%%
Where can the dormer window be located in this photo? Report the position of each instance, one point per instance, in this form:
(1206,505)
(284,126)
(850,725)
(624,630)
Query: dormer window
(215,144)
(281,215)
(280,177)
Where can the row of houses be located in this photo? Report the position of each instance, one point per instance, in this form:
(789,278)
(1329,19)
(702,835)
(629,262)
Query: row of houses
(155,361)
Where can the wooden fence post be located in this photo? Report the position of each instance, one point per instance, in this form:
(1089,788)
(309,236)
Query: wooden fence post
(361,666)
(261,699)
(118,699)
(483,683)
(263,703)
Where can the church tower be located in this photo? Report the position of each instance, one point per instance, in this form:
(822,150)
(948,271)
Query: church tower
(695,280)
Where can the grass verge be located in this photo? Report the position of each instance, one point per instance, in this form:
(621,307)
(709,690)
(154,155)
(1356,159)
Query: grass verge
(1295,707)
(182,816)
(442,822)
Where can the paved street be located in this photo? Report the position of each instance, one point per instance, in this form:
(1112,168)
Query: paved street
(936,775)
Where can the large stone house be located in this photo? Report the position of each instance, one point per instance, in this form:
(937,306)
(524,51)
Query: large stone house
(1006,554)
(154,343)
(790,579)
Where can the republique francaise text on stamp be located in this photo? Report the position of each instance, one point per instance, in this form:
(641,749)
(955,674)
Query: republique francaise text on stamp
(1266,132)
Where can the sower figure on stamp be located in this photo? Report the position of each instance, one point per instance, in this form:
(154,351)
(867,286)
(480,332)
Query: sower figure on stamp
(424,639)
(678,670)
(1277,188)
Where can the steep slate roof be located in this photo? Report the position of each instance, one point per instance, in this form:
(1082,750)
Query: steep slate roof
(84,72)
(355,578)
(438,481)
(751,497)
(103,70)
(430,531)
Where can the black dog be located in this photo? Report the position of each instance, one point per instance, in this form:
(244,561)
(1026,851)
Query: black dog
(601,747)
%%
Write out the records shown above, exactly as they appear.

Where can the dormer window be located in this photo? Report the position of each instance, one point per instance, in this form:
(1206,505)
(284,126)
(850,725)
(624,630)
Query: dormer window
(215,144)
(281,215)
(280,177)
Where can the row of houses be located in this photo? Report the position of each instance, one point per instance, in this form:
(789,278)
(1329,19)
(702,835)
(629,262)
Query: row of houses
(155,361)
Where can the wooden fence post be located in this photo? Report the position of each instance, one point per instance, in this form:
(1089,788)
(309,236)
Query: wooden fence post
(361,666)
(261,699)
(118,699)
(483,683)
(263,703)
Where can the church tower be located in this photo? Report the position of each instance, one point per instance, in this form:
(822,150)
(948,271)
Query: church tower
(695,280)
Where can the grass verge be located in this photo? Report the position of each instance, one point per instance, in this form:
(621,307)
(709,690)
(154,155)
(1356,159)
Query: grass verge
(1295,707)
(182,816)
(442,822)
Where can the paved street be located in this photo? Report the position of each instance, one point per instance, in this form:
(1112,168)
Query: paved street
(936,775)
Where can the large stone house be located in this photo? Report the position of each instance, one point per instance, in this form:
(937,306)
(524,51)
Query: large stone house
(1006,554)
(154,343)
(790,579)
Where can the republique francaise text on stamp be located in this photo? Report the position of each instance, one point per instance, in this form:
(641,749)
(955,674)
Query: republique francaise text on stamp
(1266,132)
Where can the sower figure on stamp be located in this photo? Report the position of each instance, one point per instance, in this form:
(154,351)
(867,286)
(480,332)
Query: sower figure on stamp
(424,639)
(678,670)
(1277,188)
Where can the steep slate roof be located in this photo? Report the position of each instance, one point per instance, in this form:
(1082,750)
Query: steep slate roof
(84,72)
(355,578)
(438,481)
(751,497)
(103,70)
(430,531)
Where can the black dog be located in this photo? Report the position of each instance, one point per instance, in this form:
(244,561)
(1026,851)
Query: black dog
(601,747)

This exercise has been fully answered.